EXTRACTED ENTRIES
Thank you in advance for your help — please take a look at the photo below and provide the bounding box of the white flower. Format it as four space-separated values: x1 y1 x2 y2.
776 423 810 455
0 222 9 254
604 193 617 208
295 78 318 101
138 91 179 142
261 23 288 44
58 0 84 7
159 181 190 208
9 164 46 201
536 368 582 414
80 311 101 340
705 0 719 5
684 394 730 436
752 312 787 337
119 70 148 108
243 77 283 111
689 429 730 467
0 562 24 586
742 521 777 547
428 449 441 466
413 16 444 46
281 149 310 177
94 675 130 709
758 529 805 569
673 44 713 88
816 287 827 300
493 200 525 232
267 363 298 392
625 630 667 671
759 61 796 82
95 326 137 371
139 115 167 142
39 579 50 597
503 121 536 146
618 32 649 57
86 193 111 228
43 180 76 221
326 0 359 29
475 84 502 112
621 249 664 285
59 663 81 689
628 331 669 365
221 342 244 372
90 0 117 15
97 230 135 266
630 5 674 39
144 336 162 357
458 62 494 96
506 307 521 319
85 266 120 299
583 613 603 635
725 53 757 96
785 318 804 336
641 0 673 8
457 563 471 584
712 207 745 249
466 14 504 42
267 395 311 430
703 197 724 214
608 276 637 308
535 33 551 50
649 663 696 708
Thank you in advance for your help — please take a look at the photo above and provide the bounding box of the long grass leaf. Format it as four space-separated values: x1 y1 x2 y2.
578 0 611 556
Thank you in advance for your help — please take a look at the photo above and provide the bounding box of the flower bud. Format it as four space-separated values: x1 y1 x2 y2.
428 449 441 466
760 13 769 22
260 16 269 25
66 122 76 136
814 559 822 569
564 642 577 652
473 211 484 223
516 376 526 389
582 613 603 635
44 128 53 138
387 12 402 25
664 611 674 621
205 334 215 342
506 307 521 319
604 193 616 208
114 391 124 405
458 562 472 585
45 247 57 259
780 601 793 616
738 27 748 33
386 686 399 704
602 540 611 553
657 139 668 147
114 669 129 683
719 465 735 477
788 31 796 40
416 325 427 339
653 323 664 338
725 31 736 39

TASK TO COMPLETE
Reproduce the listing exactly, leaving nothing out.

THE ANSWER
Thank you in advance for your help — please take a look at the photo below and provide the bounding box of the white flower. Format it as four space-separated values: x1 y1 x2 y2.
776 423 810 455
0 222 9 254
604 193 617 208
295 78 318 101
138 91 179 142
261 23 288 44
58 0 84 7
159 181 190 208
9 164 46 201
536 368 582 414
80 311 101 340
705 0 719 5
684 394 730 436
752 312 787 337
119 70 148 108
243 77 283 111
689 429 730 467
0 562 24 586
742 521 777 547
428 449 441 466
413 16 444 46
281 149 310 177
94 675 130 709
758 529 805 569
673 44 713 88
816 287 827 300
493 200 525 232
267 363 298 392
625 630 667 671
759 61 796 82
95 326 137 371
139 115 167 142
39 579 50 597
503 121 536 146
618 32 649 57
86 193 111 228
43 180 76 221
326 0 359 29
475 84 502 112
621 249 664 285
59 663 81 689
628 331 669 365
221 342 244 372
90 0 117 15
97 230 135 266
630 5 674 39
144 336 162 357
458 62 494 96
506 307 521 319
85 266 120 299
583 613 603 635
725 53 757 96
785 318 804 336
641 0 673 8
457 563 471 584
712 207 745 249
466 14 504 42
267 395 311 430
703 197 724 214
608 276 637 308
535 33 551 50
649 663 696 708
Thank you in advance for your help — please take a look at the photo above and provide the bounding box of the long grass leaf. Format it as four space-separated values: x1 y1 x2 y2.
578 0 611 556
Thank you in advance for your help — please take a look at the photo above and provide the bounding box of the flower bud. Format it as four space-separated values: x1 y1 x2 y2.
428 449 441 466
760 13 769 22
260 16 269 25
66 122 76 136
814 559 822 569
564 642 577 652
473 211 484 223
516 376 526 389
582 613 603 635
44 128 53 138
387 12 402 25
664 611 674 621
205 334 215 342
506 307 521 319
604 193 616 208
114 391 124 405
458 562 472 585
45 247 57 259
780 601 793 616
738 27 748 33
386 686 399 704
602 540 611 553
657 139 668 147
114 669 129 683
719 465 735 477
788 31 796 40
416 325 427 339
653 323 664 338
725 31 736 39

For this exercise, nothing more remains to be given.